[Photo labels with boxes]
begin

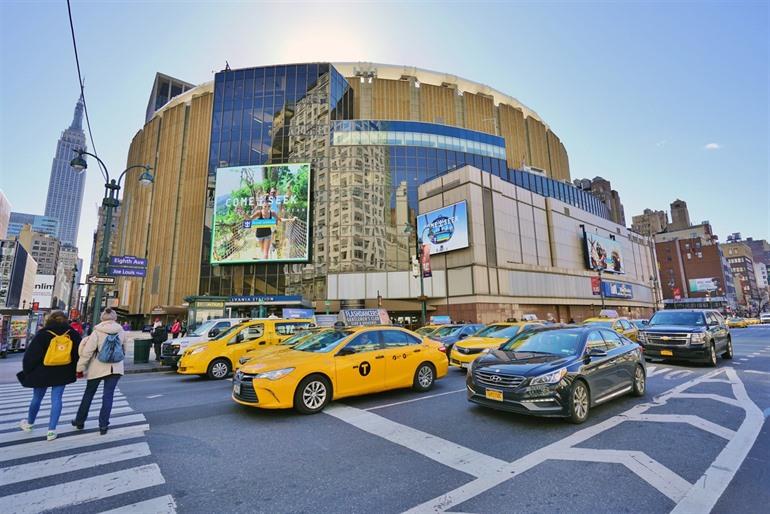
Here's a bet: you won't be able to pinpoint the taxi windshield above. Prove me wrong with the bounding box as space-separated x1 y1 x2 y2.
473 325 510 337
583 321 612 328
500 330 582 356
294 330 353 353
430 327 463 337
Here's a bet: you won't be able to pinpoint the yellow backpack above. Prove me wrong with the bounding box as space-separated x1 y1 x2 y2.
43 330 72 366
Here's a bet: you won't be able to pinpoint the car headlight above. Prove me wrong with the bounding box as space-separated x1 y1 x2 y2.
254 368 294 380
530 368 567 385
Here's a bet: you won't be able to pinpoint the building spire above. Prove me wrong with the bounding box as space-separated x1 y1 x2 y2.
70 93 84 130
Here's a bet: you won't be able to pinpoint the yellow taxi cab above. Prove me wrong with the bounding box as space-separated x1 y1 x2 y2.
176 319 313 380
233 327 332 372
449 321 543 369
415 325 444 337
232 326 447 414
582 309 639 341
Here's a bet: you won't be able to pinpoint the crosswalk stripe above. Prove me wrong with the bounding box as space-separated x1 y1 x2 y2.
0 405 134 432
0 398 128 421
0 464 166 514
0 443 150 486
0 414 147 442
0 424 150 462
0 394 125 410
102 494 176 514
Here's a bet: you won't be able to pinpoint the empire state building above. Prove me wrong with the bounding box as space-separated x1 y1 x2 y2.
45 97 86 246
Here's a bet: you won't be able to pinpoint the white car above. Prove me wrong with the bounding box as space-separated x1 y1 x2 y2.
160 318 246 366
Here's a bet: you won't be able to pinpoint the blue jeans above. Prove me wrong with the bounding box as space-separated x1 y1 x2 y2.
75 375 120 428
27 386 64 430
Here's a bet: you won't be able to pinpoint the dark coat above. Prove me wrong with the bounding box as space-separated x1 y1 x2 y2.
21 323 80 387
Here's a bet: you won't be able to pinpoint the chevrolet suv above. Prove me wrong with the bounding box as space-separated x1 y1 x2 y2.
639 309 733 366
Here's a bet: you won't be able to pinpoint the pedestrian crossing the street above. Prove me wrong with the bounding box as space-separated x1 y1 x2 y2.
0 381 176 514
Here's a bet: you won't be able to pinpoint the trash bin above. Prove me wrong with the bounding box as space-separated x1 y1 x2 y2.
134 339 152 364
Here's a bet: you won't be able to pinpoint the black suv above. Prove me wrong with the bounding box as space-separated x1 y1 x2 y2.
639 309 733 366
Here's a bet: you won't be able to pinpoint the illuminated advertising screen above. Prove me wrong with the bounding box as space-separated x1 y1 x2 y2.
211 163 310 264
687 277 719 293
585 234 626 273
417 201 468 255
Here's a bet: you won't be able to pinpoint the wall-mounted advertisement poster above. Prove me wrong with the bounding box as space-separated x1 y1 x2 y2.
687 277 719 293
32 275 56 309
585 234 626 273
211 163 310 264
417 201 468 255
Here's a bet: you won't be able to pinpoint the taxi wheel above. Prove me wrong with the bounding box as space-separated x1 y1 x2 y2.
412 362 436 392
294 375 332 414
206 359 230 380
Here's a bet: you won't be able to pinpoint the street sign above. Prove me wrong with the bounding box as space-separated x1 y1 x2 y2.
86 275 115 286
108 267 147 277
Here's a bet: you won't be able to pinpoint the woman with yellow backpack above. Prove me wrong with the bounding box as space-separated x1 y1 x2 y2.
17 311 80 441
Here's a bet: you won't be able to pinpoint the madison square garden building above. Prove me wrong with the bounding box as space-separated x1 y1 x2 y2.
116 63 657 323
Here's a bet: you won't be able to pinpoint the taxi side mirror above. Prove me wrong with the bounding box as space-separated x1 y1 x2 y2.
336 346 356 357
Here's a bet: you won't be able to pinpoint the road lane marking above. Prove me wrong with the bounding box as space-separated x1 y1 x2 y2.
101 494 176 514
554 448 692 503
0 414 147 442
324 404 508 477
629 414 735 441
364 387 465 411
671 368 765 514
0 424 150 462
407 368 764 513
0 405 134 432
0 400 128 423
0 443 150 486
0 464 166 514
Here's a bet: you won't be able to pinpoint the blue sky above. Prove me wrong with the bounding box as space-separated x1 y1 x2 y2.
0 0 770 268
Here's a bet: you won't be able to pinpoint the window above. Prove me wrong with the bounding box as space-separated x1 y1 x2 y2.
602 330 625 351
380 330 420 348
345 330 382 353
586 331 607 352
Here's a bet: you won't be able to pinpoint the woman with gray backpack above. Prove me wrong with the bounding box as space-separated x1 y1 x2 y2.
72 308 126 435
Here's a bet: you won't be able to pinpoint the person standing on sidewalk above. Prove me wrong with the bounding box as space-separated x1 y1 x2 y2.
17 311 80 441
72 307 126 435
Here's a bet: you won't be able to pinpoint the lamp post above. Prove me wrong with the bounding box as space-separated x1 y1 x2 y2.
67 264 78 313
70 149 154 326
404 220 428 325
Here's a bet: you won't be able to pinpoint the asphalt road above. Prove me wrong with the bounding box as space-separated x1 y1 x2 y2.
0 325 770 513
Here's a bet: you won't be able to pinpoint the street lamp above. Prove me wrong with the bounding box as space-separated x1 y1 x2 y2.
404 216 426 325
70 149 153 326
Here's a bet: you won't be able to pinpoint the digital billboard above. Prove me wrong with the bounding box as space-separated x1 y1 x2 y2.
585 234 626 273
417 201 468 255
687 277 719 293
211 163 310 264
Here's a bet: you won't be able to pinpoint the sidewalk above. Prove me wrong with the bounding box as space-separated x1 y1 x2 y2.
124 330 173 375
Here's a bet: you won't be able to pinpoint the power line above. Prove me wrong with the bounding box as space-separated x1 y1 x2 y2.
67 0 108 178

end

Goal
Please arrange every line of the items above as a numbered list, skipping blank lines and leaving out the pictures.

Answer for this exercise
1. Here's a bet: you won't be able to pinpoint the taxi windshield above. Prove me wrong with the bounding box as space-separated x1 y1 x2 y2.
2. 473 325 510 337
3. 583 321 612 328
4. 500 330 582 356
5. 294 330 353 353
6. 430 327 463 337
7. Here's a bet: you won't be able to pinpoint the yellow backpack above. Prove me wrong with the bounding box as space-separated x1 y1 x2 y2.
8. 43 330 72 366
9. Here's a bet: you won't be able to pinpoint the car headlight above. Prove me wrong with the bounding box as space-separated x1 y1 x2 y2.
10. 254 368 294 380
11. 530 368 567 385
12. Here's a bet: you won't be able to pinpoint the building spire above. Prove me wrong with the bounding box as space-separated x1 y1 x2 y2.
13. 70 93 84 130
14. Here's a bet: you won't be able to pinpoint the yellow taxi cab above. Prove me wrong with the bounding box as space-separated x1 y1 x2 y2.
15. 176 319 313 380
16. 233 327 332 372
17. 449 321 543 369
18. 415 325 444 337
19. 232 326 447 414
20. 582 309 639 341
21. Here's a bet: you won't be able to pinpoint the crosswalk stripe above. Prove me wrong with the bounding box as space-separated x1 y1 x2 y2.
22. 0 405 134 432
23. 0 398 128 421
24. 0 464 166 514
25. 0 443 150 486
26. 0 414 147 442
27. 0 424 150 462
28. 0 394 125 410
29. 102 494 176 514
30. Here's a bet: you won't be able to pinpoint the empire state building above. Prove me wrong with the bounding box as space-separated x1 y1 x2 y2.
31. 45 97 86 246
32. Here's a bet: you won't be able to pinpoint the white car above. Prove me wrong with the bounding box as space-separated x1 y1 x2 y2.
33. 160 318 246 366
34. Here's a bet: you won't be able to pinpoint the blue jeans above. Prove me wrong with the bounding box as space-separated x1 y1 x2 y2.
35. 75 375 120 428
36. 27 386 64 430
37. Here's a bet: you won't be able to pinpoint the dark coat above. Prove me wrong with the bounding box as space-separated x1 y1 x2 y2.
38. 21 323 80 387
39. Here's a bet: you won't be able to pinpoint the chevrolet suv above. Prove me wrong with the bounding box as space-separated x1 y1 x2 y2.
40. 639 309 733 366
41. Here's a bet: you won't be able to pinpoint the pedestrian crossing the street above. Prove me wrong with the bounding box as space-separated x1 y1 x2 y2.
42. 0 381 176 514
43. Here's a bet: you won't be able to pinpoint the trash bin above. Prove me wrong with the bounding box as space-separated x1 y1 x2 y2.
44. 134 339 152 364
45. Here's a bet: you won't be able to pinpoint the black suv above. Prove me wrong with the bounding box as space-separated x1 y1 x2 y2.
46. 639 309 733 366
47. Here's a bet: you won't be able to pinpoint the illuminated advertising screen above. Prove me wrong with the bounding box as space-separated x1 y1 x2 y2.
48. 211 163 310 264
49. 687 277 719 293
50. 585 234 626 273
51. 417 201 468 255
52. Here's a bet: you won't be able to pinpoint the wall-mounted advertisement poster above. Prove me wrong with the bounding box as space-separated x1 y1 x2 y2.
53. 687 277 719 293
54. 32 275 56 309
55. 585 234 626 273
56. 211 163 310 264
57. 417 201 468 255
58. Here's a bet: you won't be able to pinpoint the taxi wheel above. Prove me wrong with the bounding box as space-separated x1 y1 x2 y2.
59. 412 362 436 392
60. 294 375 332 414
61. 206 359 230 380
62. Here's a bet: you won't be able to pinpoint the street sign above. Prove me wrong with the bounding box as space-separated x1 y1 x2 y2.
63. 86 275 115 286
64. 108 267 147 277
65. Here's a bet: you won't be able to pinpoint the woman with yellow backpack above. Prove me wrong with the bounding box as space-separated x1 y1 x2 y2.
66. 17 311 80 441
67. Here's a bet: you won't be able to pinpoint the madison square garden building above. Prove me wrong with the bounding box as space-separated x1 y1 x2 y2.
68. 116 63 657 323
69. Here's a bet: you won't be able to pinpoint the taxi side mirror above. Prove me wrong with the bounding box as space-separated x1 y1 x2 y2.
70. 336 346 356 357
71. Here's a bet: you won't be able to pinpoint the road lane marking above. Prove me wrong with the bounding box as space-separated x1 y1 x2 y2.
72. 101 494 176 514
73. 554 448 692 503
74. 0 414 147 442
75. 324 404 508 477
76. 629 414 735 441
77. 364 387 465 411
78. 671 368 765 514
79. 0 424 150 462
80. 407 368 764 513
81. 0 405 134 432
82. 0 400 128 423
83. 0 443 150 486
84. 0 464 166 514
85. Here's a bet: you won't be able to pinpoint the blue sky above. Prove me wrong with the bounding box as space-separated x1 y1 x2 y2.
86. 0 0 770 268
87. Here's a bet: you won't be able to pinpoint the window above. Prove me wrong with the bounding box as space-separated x1 y1 x2 y2.
88. 602 330 625 351
89. 380 330 420 348
90. 345 330 382 353
91. 586 331 607 352
92. Here's a bet: you won't be able to pinpoint the woman with gray backpack above. Prove me wrong with the bounding box as space-separated x1 y1 x2 y2.
93. 72 308 126 435
94. Here's a bet: you won't be able to pinpoint the person standing on sidewalk above. Prove me wrong with the bounding box as space-separated x1 y1 x2 y2.
95. 17 311 80 441
96. 72 307 126 435
97. Here's a bet: you won't be able to pinpoint the lamp post above. Prove me wrong with the bounding box as space-separated x1 y1 x2 y2.
98. 67 264 78 313
99. 70 149 154 326
100. 404 220 428 325
101. Here's a bet: you won't be able to pinpoint the asphalt road above. Prove me wrong with the bounding box as space-separated x1 y1 x2 y2.
102. 0 325 770 513
103. Here's a bet: you won't be able to pinpoint the street lamp above. Prove me wrong with the bounding box as space-separated x1 y1 x2 y2.
104. 404 216 426 325
105. 70 149 153 326
106. Here's a bet: you won't be able to pinpoint the digital billboard above. Prove me wrong with the bounding box as space-separated x1 y1 x2 y2.
107. 585 234 626 273
108. 417 201 468 255
109. 687 277 719 293
110. 211 163 310 264
111. Here's a bet: you won't be able to pinpoint the sidewalk above. Prove me wrong with the bounding box as space-separated x1 y1 x2 y2.
112. 124 330 173 375
113. Here's a bet: you won't be able to pinpoint the power line above. Prove me wrong with the bounding box as space-separated x1 y1 x2 y2.
114. 67 0 108 178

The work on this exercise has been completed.